## START Document

In 1691, Prince James Louis Sobieski settled in the castle in Ohlau to live there for over forty years. After his 1734 move to Żółkiew, the building began to deteriorate. It was taken over by the imperial court after Sobieski’s death (1737) and became the residence of imperial administration officials. After Silesia had been incorporated into Prussia, a military lazaret was installed in the castle in 1744 and a field bakery in 1761. The moats were eliminated whereas the gardens were expanded. Rows of mulberry trees were planted. From 1764, next to the royal office, there was a silk spinning mill in the castle. In the years 1833–1834, a part of the castle (Chrystianenbau) was demolished and a Catholic church designed by Karl Friedrich Schinkel was erected in its place; after a 1938 fire, a modernist tower was added to it. In Louise’s building, a school was built, next to which a small barracks guardhouse was erected and at the beginning of the 20th century a water tower, thus degrading the completely representative character of the castle complex [79]. The castle square in the second half of the 19th century was turned into a green square with a monument to the Victory in the War of 1870 (Siegesdenkmal).
In Wohlau, ravaged by the Thirty Years’ War, the castle was repaired and decorated in a new Baroque style. A representative bridge leading to the mansion over narrow moats was also built [23] (pp. 1162–1163) [80]. It is very probable that already then, when demolishing the serviced buildings of the castle and the north-western corner of the market quarter, an entrance square was marked out from the municipality side. Along with these regulations, a modest green ground floor in front of the castle façade was perhaps introduced. They certainly existed already after the reconstruction ordered by the managers of the Wohlau camera, located in the residence, when after the death of the Duchess (1680) the land came under the direct rule of the imperial court [11] (pp. 562, 569).

## END Document
## START Information provided

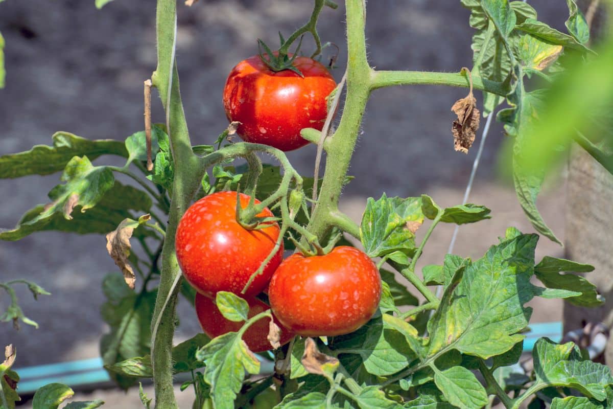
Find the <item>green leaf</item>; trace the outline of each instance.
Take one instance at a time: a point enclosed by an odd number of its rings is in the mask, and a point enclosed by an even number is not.
[[[38,218],[45,208],[39,205],[22,216],[14,229],[0,229],[0,239],[17,240],[37,231],[50,230],[80,234],[106,234],[114,230],[122,220],[132,216],[129,210],[148,212],[151,207],[151,199],[147,193],[115,181],[94,207],[85,213],[80,211],[80,206],[75,207],[72,220],[67,220],[61,213]],[[144,228],[137,229],[134,235],[137,237],[154,235],[151,230]]]
[[[74,394],[72,389],[63,383],[50,383],[36,391],[32,409],[58,409],[60,403]]]
[[[544,261],[544,259],[543,261]],[[560,260],[560,261],[567,261]],[[541,263],[543,261],[539,263],[539,266],[541,266]],[[577,264],[578,264],[578,263]],[[593,307],[601,305],[604,302],[604,297],[598,294],[596,286],[585,278],[581,275],[575,275],[574,274],[560,274],[555,271],[557,269],[555,264],[552,264],[550,266],[552,267],[549,269],[544,270],[536,269],[535,272],[536,277],[546,287],[553,289],[578,292],[579,294],[576,294],[576,296],[564,297],[568,302],[575,305]],[[582,266],[586,266],[585,269],[592,267],[591,266],[587,264]],[[560,267],[566,268],[562,266]],[[592,267],[592,269],[593,269],[593,267]]]
[[[206,364],[204,378],[211,386],[216,409],[234,409],[245,373],[255,375],[260,370],[260,362],[238,334],[224,334],[196,352],[196,358]]]
[[[326,409],[326,395],[321,392],[311,392],[295,400],[285,402],[284,399],[274,409]]]
[[[568,396],[554,398],[550,409],[604,409],[604,407],[601,402],[582,396]]]
[[[128,157],[123,143],[117,140],[90,140],[65,132],[56,132],[51,139],[53,146],[37,145],[25,152],[0,156],[0,178],[53,174],[77,156],[90,160],[103,155]]]
[[[590,40],[590,26],[587,25],[585,17],[581,10],[577,7],[574,0],[566,0],[568,5],[568,20],[565,25],[568,32],[582,44],[587,44]]]
[[[227,319],[234,321],[247,320],[249,304],[240,297],[227,291],[219,291],[215,297],[217,308]]]
[[[360,235],[366,253],[378,257],[396,251],[414,253],[415,231],[424,221],[419,197],[369,197]]]
[[[492,246],[485,255],[459,269],[428,323],[428,355],[449,348],[487,359],[521,341],[531,310],[530,278],[536,234]]]
[[[490,209],[485,206],[480,206],[472,204],[459,205],[453,207],[447,207],[443,210],[441,221],[446,223],[455,223],[464,224],[474,223],[481,220],[491,218],[489,216]]]
[[[411,294],[406,287],[396,281],[395,274],[390,271],[381,269],[379,270],[381,280],[389,286],[390,293],[394,299],[394,304],[397,306],[417,305],[419,304],[417,297]]]
[[[101,313],[110,327],[110,331],[100,340],[104,365],[143,356],[151,346],[150,326],[156,292],[145,291],[137,294],[128,286],[123,275],[116,273],[104,278],[102,289],[108,301],[102,305]],[[113,372],[109,375],[123,389],[135,381]]]
[[[104,404],[104,400],[88,400],[87,402],[71,402],[64,409],[96,409]]]
[[[463,367],[436,370],[434,381],[449,403],[461,409],[475,409],[487,404],[487,394],[474,374]]]
[[[542,71],[555,61],[563,48],[525,34],[520,37],[516,52],[519,63],[524,69]]]
[[[156,158],[160,150],[160,142],[168,146],[168,136],[162,126],[160,124],[154,124],[151,126],[151,156]],[[144,131],[137,132],[128,137],[125,144],[126,150],[128,153],[127,163],[147,160],[147,135]]]
[[[367,386],[359,395],[354,395],[353,399],[360,409],[402,409],[402,405],[391,400],[379,386]]]
[[[549,256],[543,257],[541,262],[535,266],[535,272],[543,274],[560,273],[563,271],[574,273],[589,273],[593,270],[594,266],[591,264],[584,264],[571,260],[549,257]]]
[[[598,400],[607,398],[606,387],[613,383],[611,370],[581,361],[579,348],[573,343],[558,345],[541,338],[536,341],[532,356],[537,384],[571,388]]]
[[[527,19],[522,24],[518,25],[516,29],[552,44],[563,45],[582,52],[593,52],[572,36],[561,32],[544,23],[533,18]]]
[[[389,314],[373,318],[357,331],[334,338],[335,350],[359,355],[368,373],[385,377],[404,369],[421,347],[417,332]]]
[[[96,8],[99,10],[112,1],[113,0],[96,0]]]
[[[4,37],[0,33],[0,88],[4,88],[4,78],[6,71],[4,69]]]

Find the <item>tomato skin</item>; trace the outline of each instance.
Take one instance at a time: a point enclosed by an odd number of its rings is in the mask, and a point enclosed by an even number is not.
[[[363,251],[347,246],[324,256],[288,257],[268,287],[275,316],[305,337],[356,331],[376,312],[381,294],[381,276],[375,263]]]
[[[247,316],[249,318],[270,309],[265,302],[254,297],[247,297],[245,300],[249,304],[249,313]],[[204,333],[211,338],[230,331],[235,332],[245,324],[244,321],[236,322],[226,319],[217,308],[215,300],[201,294],[196,294],[195,305],[200,325]],[[284,345],[295,335],[287,328],[284,328],[274,316],[273,319],[281,328],[280,342],[281,345]],[[270,322],[270,319],[265,317],[259,319],[254,323],[243,334],[243,340],[246,343],[252,352],[264,352],[272,349],[267,338]]]
[[[187,210],[177,229],[175,246],[183,275],[199,292],[211,297],[221,291],[240,294],[279,237],[276,223],[257,230],[247,230],[239,224],[236,221],[236,192],[228,191],[200,199]],[[240,194],[243,208],[247,207],[249,199]],[[265,208],[257,216],[269,217],[273,214]],[[268,285],[283,254],[281,244],[246,295],[256,295]]]
[[[290,151],[308,141],[300,129],[319,131],[327,115],[326,97],[336,88],[334,78],[320,63],[297,57],[290,70],[275,72],[259,56],[239,63],[224,87],[224,107],[230,121],[238,121],[237,133],[244,140]]]

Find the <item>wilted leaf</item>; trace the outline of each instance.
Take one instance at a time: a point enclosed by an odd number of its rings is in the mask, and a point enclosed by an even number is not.
[[[338,367],[338,359],[319,352],[312,338],[305,340],[305,351],[300,362],[310,373],[329,378],[332,378]]]
[[[142,216],[138,220],[126,219],[120,223],[116,229],[107,234],[107,251],[109,251],[109,255],[123,273],[126,284],[132,289],[134,289],[136,277],[134,270],[128,260],[132,248],[130,238],[132,237],[134,229],[147,223],[150,219],[150,215]]]
[[[470,71],[467,68],[463,68],[462,71],[468,73],[470,90],[468,95],[458,99],[451,107],[451,111],[458,117],[454,121],[451,132],[454,136],[454,148],[468,153],[479,129],[481,114],[476,107],[477,100],[473,96],[473,77]]]

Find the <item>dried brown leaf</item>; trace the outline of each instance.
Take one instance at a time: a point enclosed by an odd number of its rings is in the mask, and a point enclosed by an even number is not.
[[[0,365],[0,368],[2,369],[2,371],[5,371],[9,369],[15,362],[15,359],[17,356],[17,350],[13,346],[13,344],[10,345],[7,345],[4,347],[4,362]]]
[[[275,350],[281,348],[281,328],[272,319],[268,323],[268,342]]]
[[[338,367],[338,359],[322,354],[312,338],[305,340],[305,353],[301,360],[305,369],[310,373],[332,376]]]
[[[130,265],[128,258],[130,256],[130,249],[132,246],[130,245],[130,238],[134,229],[139,226],[139,222],[147,221],[151,218],[151,216],[146,215],[139,219],[139,221],[135,221],[131,219],[126,219],[117,226],[117,228],[110,233],[107,234],[107,251],[109,254],[115,261],[115,264],[121,270],[123,273],[126,284],[130,288],[134,289],[134,283],[136,281],[136,277],[134,275],[134,270]]]
[[[473,96],[473,78],[470,71],[465,67],[462,69],[461,72],[468,73],[470,91],[468,95],[458,99],[451,107],[451,110],[458,117],[451,126],[451,132],[454,136],[454,148],[455,150],[468,153],[479,129],[481,113],[477,109],[477,100]]]

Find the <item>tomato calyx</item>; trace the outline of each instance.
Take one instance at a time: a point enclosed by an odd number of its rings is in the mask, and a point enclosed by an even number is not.
[[[281,32],[279,33],[279,36],[281,40],[281,48],[283,48],[284,41]],[[278,72],[279,71],[287,69],[295,72],[302,78],[304,78],[304,74],[293,65],[294,60],[298,56],[298,53],[300,50],[300,45],[302,45],[302,37],[300,37],[300,40],[298,42],[298,47],[296,47],[296,50],[291,56],[289,56],[289,55],[286,52],[281,52],[279,50],[273,52],[266,43],[260,39],[257,39],[257,48],[259,51],[257,54],[262,62],[270,69],[271,71]],[[262,48],[264,49],[264,52],[262,52]]]

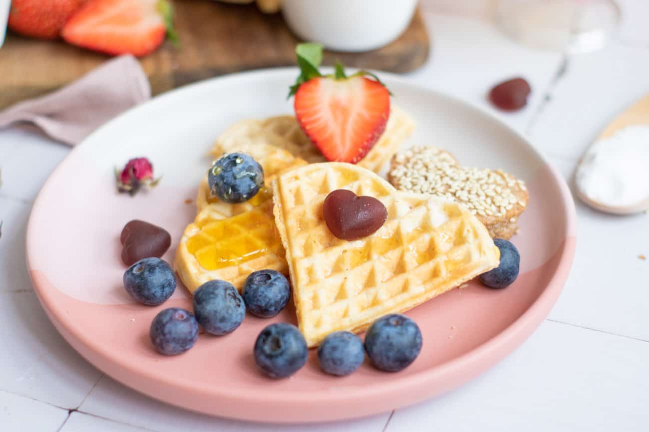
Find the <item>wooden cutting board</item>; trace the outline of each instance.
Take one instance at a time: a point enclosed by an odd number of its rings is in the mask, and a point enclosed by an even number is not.
[[[247,69],[295,64],[295,44],[281,14],[267,15],[252,5],[208,0],[177,0],[180,45],[169,42],[140,59],[154,94],[188,83]],[[425,62],[429,41],[419,12],[396,41],[362,53],[326,52],[324,64],[395,73]],[[62,41],[28,39],[10,33],[0,49],[0,108],[51,91],[74,80],[108,57]]]

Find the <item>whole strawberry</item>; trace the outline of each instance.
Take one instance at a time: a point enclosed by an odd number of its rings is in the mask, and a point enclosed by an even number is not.
[[[66,24],[68,43],[110,54],[141,56],[168,36],[175,41],[170,0],[88,0]]]
[[[17,33],[56,39],[73,13],[86,0],[12,0],[8,27]]]
[[[118,192],[135,195],[143,186],[154,187],[160,177],[153,178],[153,165],[146,157],[136,157],[127,163],[124,169],[116,170]]]
[[[390,92],[367,71],[349,76],[342,65],[323,75],[322,45],[301,43],[295,51],[301,73],[291,87],[295,117],[328,161],[356,163],[381,137],[390,115]]]

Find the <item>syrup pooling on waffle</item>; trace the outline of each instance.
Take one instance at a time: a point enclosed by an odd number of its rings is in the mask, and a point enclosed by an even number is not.
[[[259,209],[228,219],[204,219],[196,225],[199,231],[187,240],[187,249],[206,270],[238,266],[282,251],[272,215]]]
[[[288,272],[272,199],[229,218],[217,210],[206,207],[180,239],[175,268],[190,291],[214,279],[240,290],[248,275],[262,269]]]
[[[336,238],[322,218],[336,189],[373,196],[387,219],[362,239]],[[300,328],[309,346],[332,332],[359,332],[498,265],[484,227],[455,203],[398,192],[363,168],[309,165],[280,176],[275,218],[293,284]]]

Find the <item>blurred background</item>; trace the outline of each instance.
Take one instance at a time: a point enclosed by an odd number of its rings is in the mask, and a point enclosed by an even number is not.
[[[472,17],[518,43],[559,52],[600,48],[620,19],[611,0],[0,0],[0,29],[9,23],[0,108],[129,52],[140,57],[154,95],[293,65],[300,40],[323,43],[325,64],[408,73],[435,55],[427,13]]]

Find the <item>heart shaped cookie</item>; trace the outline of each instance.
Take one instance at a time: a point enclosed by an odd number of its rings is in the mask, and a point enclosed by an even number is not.
[[[522,180],[502,170],[460,166],[448,152],[415,146],[398,153],[387,179],[399,190],[430,194],[469,207],[494,238],[510,238],[528,205]]]
[[[370,235],[336,238],[323,216],[337,189],[387,209]],[[360,332],[497,266],[500,253],[464,206],[397,191],[356,165],[306,165],[273,183],[275,223],[286,253],[298,324],[310,347],[337,330]]]
[[[336,189],[324,198],[323,218],[334,236],[353,240],[380,228],[387,218],[387,210],[373,196],[358,196],[348,189]]]
[[[122,262],[131,266],[145,258],[160,258],[171,244],[171,236],[158,225],[134,220],[124,225],[119,242]]]

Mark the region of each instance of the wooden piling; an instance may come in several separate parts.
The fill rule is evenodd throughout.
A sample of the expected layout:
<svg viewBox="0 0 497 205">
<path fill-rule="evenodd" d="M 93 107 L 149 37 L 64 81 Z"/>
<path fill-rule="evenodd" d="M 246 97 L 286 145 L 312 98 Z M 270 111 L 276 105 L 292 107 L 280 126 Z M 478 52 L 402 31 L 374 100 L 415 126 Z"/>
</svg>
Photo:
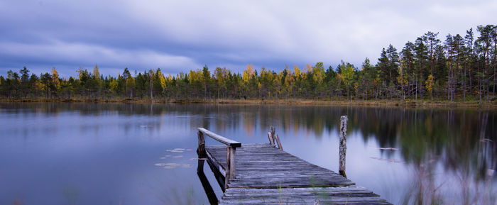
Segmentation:
<svg viewBox="0 0 497 205">
<path fill-rule="evenodd" d="M 346 154 L 347 152 L 347 140 L 346 140 L 346 132 L 347 132 L 347 116 L 342 116 L 340 117 L 340 147 L 339 147 L 339 162 L 338 164 L 338 172 L 340 175 L 346 177 L 347 175 L 345 174 L 345 159 Z"/>
<path fill-rule="evenodd" d="M 341 127 L 344 133 L 346 122 Z M 205 147 L 206 161 L 224 192 L 219 204 L 390 204 L 337 172 L 292 155 L 281 147 L 269 143 L 241 146 L 204 128 L 198 129 L 227 145 Z M 275 133 L 274 128 L 271 131 Z M 278 135 L 270 136 L 278 143 Z M 217 177 L 218 173 L 225 177 Z M 212 192 L 205 190 L 208 195 Z M 209 199 L 211 203 L 216 201 Z"/>
<path fill-rule="evenodd" d="M 197 148 L 197 154 L 199 158 L 204 158 L 207 157 L 207 154 L 205 153 L 205 138 L 204 138 L 204 133 L 199 131 L 197 135 L 198 136 L 199 143 L 198 148 Z"/>
</svg>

## END Information provided

* [Short task]: Output the section of the castle history text from "In Wohlau, ravaged" up to and including "(pp. 562, 569).", copied verbatim. The records play no part in the work.

* [Reply to the exercise]:
In Wohlau, ravaged by the Thirty Years’ War, the castle was repaired and decorated in a new Baroque style. A representative bridge leading to the mansion over narrow moats was also built [23] (pp. 1162–1163) [80]. It is very probable that already then, when demolishing the serviced buildings of the castle and the north-western corner of the market quarter, an entrance square was marked out from the municipality side. Along with these regulations, a modest green ground floor in front of the castle façade was perhaps introduced. They certainly existed already after the reconstruction ordered by the managers of the Wohlau camera, located in the residence, when after the death of the Duchess (1680) the land came under the direct rule of the imperial court [11] (pp. 562, 569).